(Registros de anotación de posiciones)

>>>

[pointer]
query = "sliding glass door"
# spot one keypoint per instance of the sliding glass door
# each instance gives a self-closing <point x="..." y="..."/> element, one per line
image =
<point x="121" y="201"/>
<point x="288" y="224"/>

<<<

**REQUISITOS:** Presenta todos los ítems de arriba como un CSV de dos columnas, consulta y resultado, con una fila por ítem. Pon cada campo entre comillas y cambia los saltos de línea por espacios.

**RESPUESTA:**
consulta,resultado
"[pointer] query = ""sliding glass door"" # spot one keypoint per instance of the sliding glass door # each instance gives a self-closing <point x=""..."" y=""...""/> element, one per line image =","<point x=""121"" y=""201""/> <point x=""288"" y=""224""/>"